Give every line of the records below as a JSON list of strings, one string per line, leaving out blank lines and the pictures.

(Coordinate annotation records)
·····

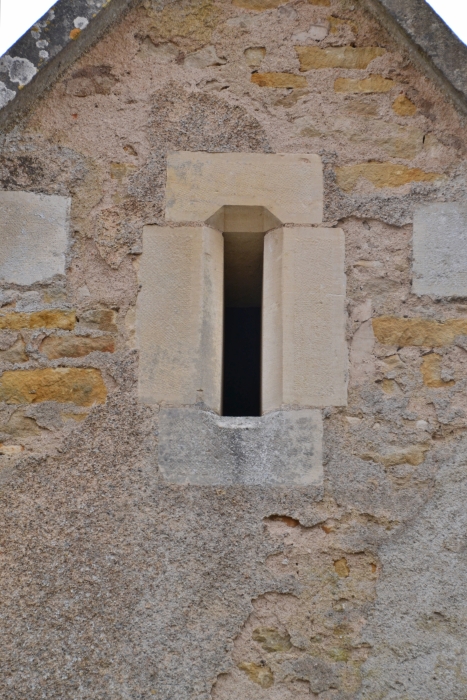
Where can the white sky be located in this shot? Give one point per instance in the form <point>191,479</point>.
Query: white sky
<point>16,16</point>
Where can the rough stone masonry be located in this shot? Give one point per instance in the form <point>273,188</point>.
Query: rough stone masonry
<point>122,576</point>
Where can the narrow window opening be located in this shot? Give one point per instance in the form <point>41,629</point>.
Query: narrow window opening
<point>243,228</point>
<point>243,288</point>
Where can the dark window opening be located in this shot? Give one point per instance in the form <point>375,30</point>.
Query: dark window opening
<point>242,361</point>
<point>243,290</point>
<point>244,228</point>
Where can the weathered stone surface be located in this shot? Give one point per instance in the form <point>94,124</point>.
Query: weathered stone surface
<point>258,5</point>
<point>373,84</point>
<point>50,318</point>
<point>281,448</point>
<point>20,426</point>
<point>279,80</point>
<point>262,675</point>
<point>289,185</point>
<point>11,449</point>
<point>83,387</point>
<point>34,234</point>
<point>100,319</point>
<point>381,175</point>
<point>390,330</point>
<point>431,372</point>
<point>204,58</point>
<point>271,639</point>
<point>304,353</point>
<point>320,674</point>
<point>15,353</point>
<point>342,568</point>
<point>56,346</point>
<point>313,57</point>
<point>414,455</point>
<point>254,56</point>
<point>397,141</point>
<point>420,613</point>
<point>440,250</point>
<point>404,107</point>
<point>179,316</point>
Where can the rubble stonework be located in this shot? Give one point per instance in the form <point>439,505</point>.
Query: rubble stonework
<point>342,578</point>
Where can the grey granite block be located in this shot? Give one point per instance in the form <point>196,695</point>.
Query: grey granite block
<point>202,448</point>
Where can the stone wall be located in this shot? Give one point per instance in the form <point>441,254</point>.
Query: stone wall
<point>117,584</point>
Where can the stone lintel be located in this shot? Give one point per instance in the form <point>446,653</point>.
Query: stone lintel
<point>283,448</point>
<point>289,185</point>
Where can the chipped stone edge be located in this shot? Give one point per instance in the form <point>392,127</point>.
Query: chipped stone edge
<point>48,72</point>
<point>432,45</point>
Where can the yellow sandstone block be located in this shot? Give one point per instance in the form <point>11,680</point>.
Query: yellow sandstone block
<point>258,5</point>
<point>403,106</point>
<point>83,387</point>
<point>375,83</point>
<point>431,372</point>
<point>50,318</point>
<point>278,80</point>
<point>420,332</point>
<point>312,57</point>
<point>381,175</point>
<point>55,346</point>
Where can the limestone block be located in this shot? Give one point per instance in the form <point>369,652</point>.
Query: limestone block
<point>54,346</point>
<point>420,332</point>
<point>289,185</point>
<point>313,57</point>
<point>304,353</point>
<point>258,5</point>
<point>49,318</point>
<point>179,316</point>
<point>431,372</point>
<point>404,107</point>
<point>199,447</point>
<point>440,250</point>
<point>381,175</point>
<point>99,319</point>
<point>83,387</point>
<point>279,80</point>
<point>374,83</point>
<point>33,231</point>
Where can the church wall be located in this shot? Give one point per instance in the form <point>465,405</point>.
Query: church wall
<point>117,583</point>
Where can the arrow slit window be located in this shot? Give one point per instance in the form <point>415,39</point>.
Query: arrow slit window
<point>242,302</point>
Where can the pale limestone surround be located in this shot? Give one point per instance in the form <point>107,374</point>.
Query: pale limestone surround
<point>34,236</point>
<point>304,353</point>
<point>289,185</point>
<point>180,306</point>
<point>179,316</point>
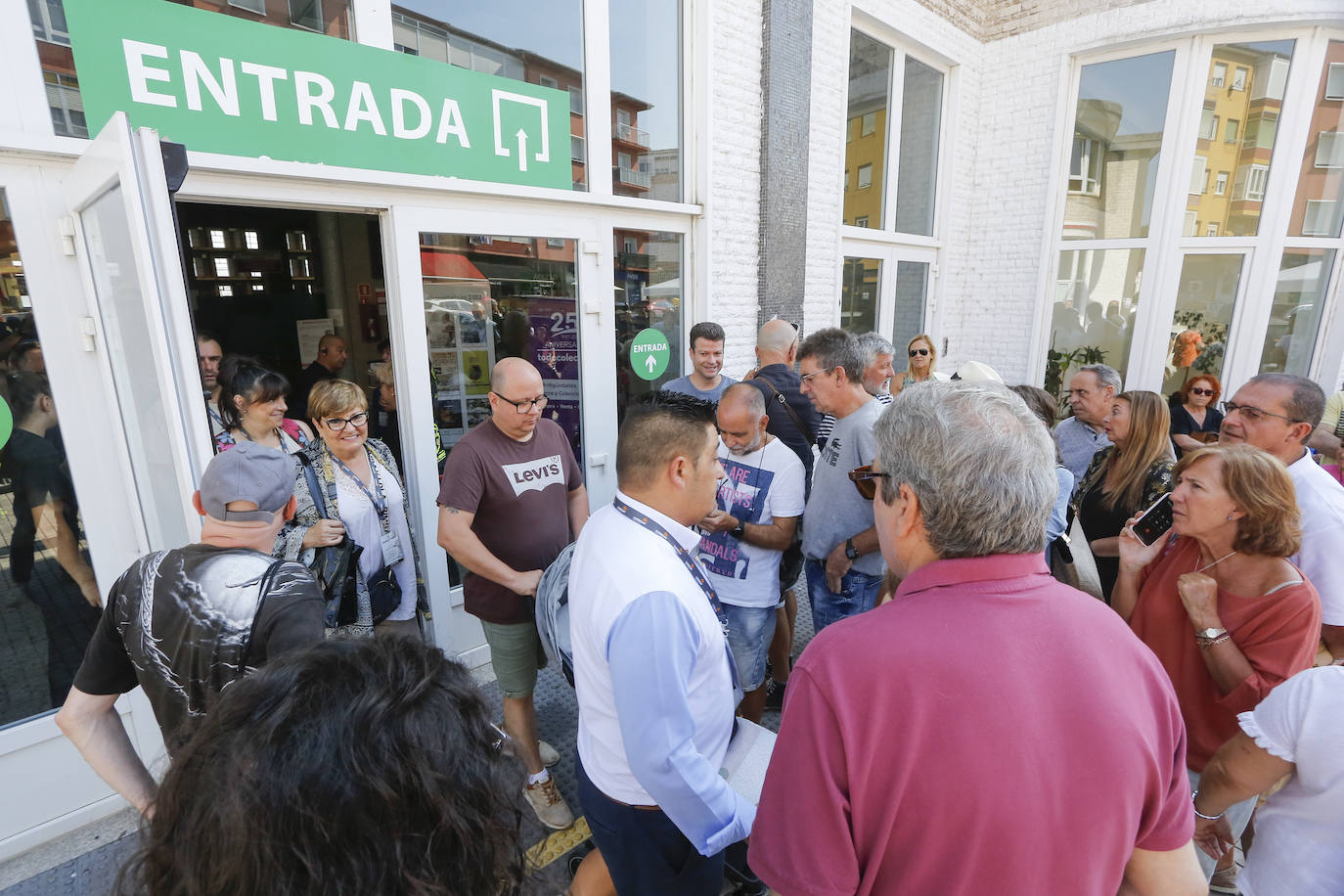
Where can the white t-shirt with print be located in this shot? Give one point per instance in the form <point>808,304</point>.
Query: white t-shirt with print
<point>758,486</point>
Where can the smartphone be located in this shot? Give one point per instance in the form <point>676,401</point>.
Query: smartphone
<point>1154,520</point>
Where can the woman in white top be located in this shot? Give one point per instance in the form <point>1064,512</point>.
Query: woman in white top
<point>363,496</point>
<point>1297,731</point>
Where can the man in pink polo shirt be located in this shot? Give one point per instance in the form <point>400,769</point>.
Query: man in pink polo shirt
<point>989,730</point>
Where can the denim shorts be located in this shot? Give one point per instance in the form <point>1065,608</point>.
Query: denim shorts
<point>750,632</point>
<point>516,654</point>
<point>858,593</point>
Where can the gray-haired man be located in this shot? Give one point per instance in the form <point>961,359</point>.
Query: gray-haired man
<point>186,622</point>
<point>1091,392</point>
<point>963,485</point>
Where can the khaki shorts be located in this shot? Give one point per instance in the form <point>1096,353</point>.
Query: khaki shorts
<point>516,654</point>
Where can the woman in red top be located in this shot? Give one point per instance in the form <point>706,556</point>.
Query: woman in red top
<point>1224,610</point>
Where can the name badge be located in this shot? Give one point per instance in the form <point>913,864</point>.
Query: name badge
<point>391,548</point>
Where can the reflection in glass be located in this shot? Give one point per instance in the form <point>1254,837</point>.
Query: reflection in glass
<point>1093,317</point>
<point>920,112</point>
<point>1236,128</point>
<point>1204,302</point>
<point>1117,141</point>
<point>1296,317</point>
<point>859,294</point>
<point>648,294</point>
<point>541,43</point>
<point>912,291</point>
<point>47,587</point>
<point>647,98</point>
<point>866,130</point>
<point>493,297</point>
<point>1319,207</point>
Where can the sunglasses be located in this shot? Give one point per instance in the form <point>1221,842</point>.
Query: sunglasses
<point>866,481</point>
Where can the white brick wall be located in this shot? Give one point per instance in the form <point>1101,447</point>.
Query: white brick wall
<point>996,204</point>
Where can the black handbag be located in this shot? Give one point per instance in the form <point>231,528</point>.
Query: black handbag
<point>335,567</point>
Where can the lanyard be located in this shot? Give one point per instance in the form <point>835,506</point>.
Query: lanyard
<point>380,501</point>
<point>693,567</point>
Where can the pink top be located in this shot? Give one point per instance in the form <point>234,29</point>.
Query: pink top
<point>989,730</point>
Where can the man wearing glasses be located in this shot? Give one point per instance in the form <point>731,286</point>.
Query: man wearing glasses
<point>513,499</point>
<point>1277,413</point>
<point>843,565</point>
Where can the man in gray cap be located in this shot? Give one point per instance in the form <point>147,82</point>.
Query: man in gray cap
<point>184,623</point>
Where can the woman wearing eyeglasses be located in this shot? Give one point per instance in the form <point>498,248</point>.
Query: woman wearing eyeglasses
<point>919,368</point>
<point>1196,420</point>
<point>1125,477</point>
<point>363,497</point>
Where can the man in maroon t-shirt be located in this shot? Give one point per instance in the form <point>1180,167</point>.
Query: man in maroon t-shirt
<point>513,499</point>
<point>989,730</point>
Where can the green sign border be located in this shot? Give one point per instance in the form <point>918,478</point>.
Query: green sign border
<point>225,85</point>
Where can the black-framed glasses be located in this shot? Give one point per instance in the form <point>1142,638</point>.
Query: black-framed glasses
<point>1251,414</point>
<point>337,424</point>
<point>525,405</point>
<point>866,481</point>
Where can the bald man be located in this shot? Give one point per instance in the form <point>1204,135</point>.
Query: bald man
<point>513,499</point>
<point>331,359</point>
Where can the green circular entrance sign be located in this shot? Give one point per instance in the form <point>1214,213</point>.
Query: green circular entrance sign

·····

COMPLETE ANSWER:
[
  "Where can the white sky be located in this shot? Give one point per instance in the form <point>191,479</point>.",
  "Query: white sky",
  "<point>16,16</point>",
  "Where can the rough stone masonry be located in this shot? Give one point per instance in the form <point>273,188</point>.",
  "Query: rough stone masonry",
  "<point>122,576</point>",
  "Where can the narrow window opening be located in this shot? Give one point per instance in the form <point>41,629</point>.",
  "Query: narrow window opening",
  "<point>243,228</point>",
  "<point>243,288</point>",
  "Where can the dark window opening be located in this shot? Give one point per instance in the form <point>375,30</point>.",
  "Query: dark window opening",
  "<point>242,361</point>",
  "<point>243,290</point>",
  "<point>244,228</point>",
  "Where can the weathered stone surface be located in this shot? Give one point per instance in the form <point>94,124</point>.",
  "Query: weathered stone surface",
  "<point>258,5</point>",
  "<point>373,84</point>",
  "<point>50,318</point>",
  "<point>281,448</point>",
  "<point>20,426</point>",
  "<point>279,80</point>",
  "<point>262,675</point>",
  "<point>289,185</point>",
  "<point>11,449</point>",
  "<point>83,387</point>",
  "<point>34,234</point>",
  "<point>100,319</point>",
  "<point>381,175</point>",
  "<point>390,330</point>",
  "<point>431,372</point>",
  "<point>204,58</point>",
  "<point>271,639</point>",
  "<point>304,353</point>",
  "<point>320,674</point>",
  "<point>15,353</point>",
  "<point>342,568</point>",
  "<point>56,346</point>",
  "<point>313,57</point>",
  "<point>414,455</point>",
  "<point>254,56</point>",
  "<point>397,141</point>",
  "<point>420,613</point>",
  "<point>440,250</point>",
  "<point>404,107</point>",
  "<point>179,316</point>",
  "Where can the rubble stonework be located in this shot? Give one point per instance in the form <point>439,505</point>.",
  "Query: rubble stonework",
  "<point>342,578</point>",
  "Where can the grey granite block be located in this shot? Give one point per instance in the form <point>196,695</point>.",
  "Query: grey granite block",
  "<point>202,448</point>",
  "Where can the stone wall be located in this shot? Give one point per instance in the form <point>441,254</point>.",
  "Query: stone wall",
  "<point>117,584</point>",
  "Where can the stone lintel be located in this shot? Give one point per instance in the form <point>446,653</point>.",
  "Query: stone lintel",
  "<point>283,448</point>",
  "<point>289,185</point>",
  "Where can the chipped stone edge be located in this shot? Give one point per instance in the form <point>392,127</point>.",
  "Query: chipped stone edge",
  "<point>48,72</point>",
  "<point>432,45</point>",
  "Where can the yellow sandstone block be located in this shot? Give one point per instance in the form <point>11,680</point>.",
  "Query: yellow sandstone block",
  "<point>258,5</point>",
  "<point>403,106</point>",
  "<point>83,387</point>",
  "<point>375,83</point>",
  "<point>431,372</point>",
  "<point>50,318</point>",
  "<point>278,80</point>",
  "<point>420,332</point>",
  "<point>312,57</point>",
  "<point>381,175</point>",
  "<point>55,346</point>",
  "Where can the limestone block be located in this shot? Give one point per instance in the form <point>369,652</point>.",
  "Query: limestone block",
  "<point>54,346</point>",
  "<point>420,332</point>",
  "<point>289,185</point>",
  "<point>313,57</point>",
  "<point>304,353</point>",
  "<point>258,5</point>",
  "<point>49,318</point>",
  "<point>179,316</point>",
  "<point>431,372</point>",
  "<point>404,107</point>",
  "<point>199,447</point>",
  "<point>440,250</point>",
  "<point>381,175</point>",
  "<point>99,319</point>",
  "<point>83,387</point>",
  "<point>279,80</point>",
  "<point>374,83</point>",
  "<point>33,231</point>",
  "Where can the church wall be located in this shot? Give one point per instance in the form <point>465,405</point>.",
  "Query: church wall",
  "<point>117,583</point>",
  "Where can the arrow slit window be located in this shot? Give one point per instance in the form <point>415,39</point>.",
  "Query: arrow slit window",
  "<point>242,302</point>",
  "Where can the pale limestone surround be located in this shot? Give one point per instance in the form <point>107,374</point>.",
  "Query: pale limestone surround",
  "<point>34,236</point>",
  "<point>304,353</point>",
  "<point>289,185</point>",
  "<point>180,306</point>",
  "<point>179,316</point>",
  "Where can the white t-shirt with print be located in this shot? Give one point per instance in the form <point>808,304</point>.",
  "Query: white t-shirt with print",
  "<point>758,486</point>",
  "Where can the smartphone be located in this shot? Give one point per instance in the form <point>676,401</point>.",
  "Query: smartphone",
  "<point>1154,520</point>",
  "Where can the woman in white top be located in this shot? Give one point per instance in the form <point>1064,512</point>.",
  "Query: woman in white top",
  "<point>363,496</point>",
  "<point>1297,731</point>",
  "Where can the man in pink polo shirt be located in this shot? Give one point per instance in the form <point>400,769</point>.",
  "Query: man in pink polo shirt",
  "<point>989,730</point>",
  "Where can the denim shorts be located in this shot? Give one point per instance in the form <point>1065,608</point>.",
  "Query: denim shorts",
  "<point>750,632</point>",
  "<point>516,654</point>",
  "<point>858,593</point>",
  "Where can the gray-haired man be located in this shot? Give one point per instance in the form <point>961,359</point>.",
  "Query: gray-haired man",
  "<point>186,622</point>",
  "<point>1091,392</point>",
  "<point>963,485</point>",
  "Where can the khaki shorts be located in this shot? Give one point per instance in the form <point>1096,353</point>.",
  "Query: khaki shorts",
  "<point>516,654</point>",
  "Where can the woman in red top be located in this shot? Give one point per instance in the form <point>706,556</point>.",
  "Query: woman in red top",
  "<point>1224,610</point>",
  "Where can the name badge be located in this shot? Give one point per instance in the form <point>913,864</point>.",
  "Query: name badge",
  "<point>391,548</point>",
  "Where can the reflection in glass be located in this shot? Give one point per instance in the form <point>1254,837</point>.",
  "Query: reflection in glass",
  "<point>1093,317</point>",
  "<point>920,112</point>",
  "<point>1236,128</point>",
  "<point>1204,302</point>",
  "<point>1117,141</point>",
  "<point>1296,317</point>",
  "<point>859,294</point>",
  "<point>648,294</point>",
  "<point>541,43</point>",
  "<point>912,291</point>",
  "<point>47,587</point>",
  "<point>647,98</point>",
  "<point>866,130</point>",
  "<point>493,297</point>",
  "<point>1319,207</point>",
  "Where can the sunglasses be located in this shot? Give one point per instance in the form <point>1221,842</point>.",
  "Query: sunglasses",
  "<point>866,481</point>",
  "Where can the white brick wall be located in this shot? Give one point per instance in the form <point>1101,447</point>.",
  "Query: white brick wall",
  "<point>996,204</point>",
  "Where can the black handbag be located in this shot? Give one point per instance in the form <point>231,528</point>.",
  "Query: black handbag",
  "<point>335,567</point>",
  "Where can the lanyard be located in this shot? Give one point per instance in the form <point>835,506</point>.",
  "Query: lanyard",
  "<point>380,501</point>",
  "<point>693,567</point>",
  "Where can the pink top be located in this shot? Give one point per instance in the form <point>234,29</point>.",
  "Query: pink top",
  "<point>989,730</point>",
  "Where can the man wearing glasses be located in this shot? Give one point per instance in the form <point>731,286</point>.",
  "Query: man wearing glasses",
  "<point>513,499</point>",
  "<point>1277,413</point>",
  "<point>843,565</point>",
  "Where can the man in gray cap be located in this shot? Give one point per instance in the form <point>147,82</point>.",
  "Query: man in gray cap",
  "<point>184,623</point>",
  "Where can the woman wearing eyeglasses be located in this shot? Give one point per instance in the form <point>498,248</point>.",
  "Query: woman wearing eyeglasses",
  "<point>919,368</point>",
  "<point>1196,420</point>",
  "<point>1125,477</point>",
  "<point>363,497</point>",
  "Where can the man in maroon t-shirt be located in this shot? Give one point per instance in the form <point>1180,167</point>.",
  "Query: man in maroon t-shirt",
  "<point>513,499</point>",
  "<point>989,730</point>",
  "Where can the green sign border be located in this shot? Give one point per instance in the form <point>918,478</point>.",
  "Query: green sign border",
  "<point>225,85</point>",
  "Where can the black-framed glasses be located in this shot? Give one point per instance in the form <point>1142,638</point>.",
  "Query: black-framed glasses",
  "<point>1251,414</point>",
  "<point>337,424</point>",
  "<point>525,405</point>",
  "<point>866,481</point>",
  "Where can the bald man be located in this shot? Give one point per instance in the form <point>1204,135</point>.",
  "Query: bald man",
  "<point>513,499</point>",
  "<point>331,359</point>",
  "Where can the green circular entrance sign be located in this shot? Give one point per instance in the form <point>1214,213</point>.",
  "Query: green circular entrance sign"
]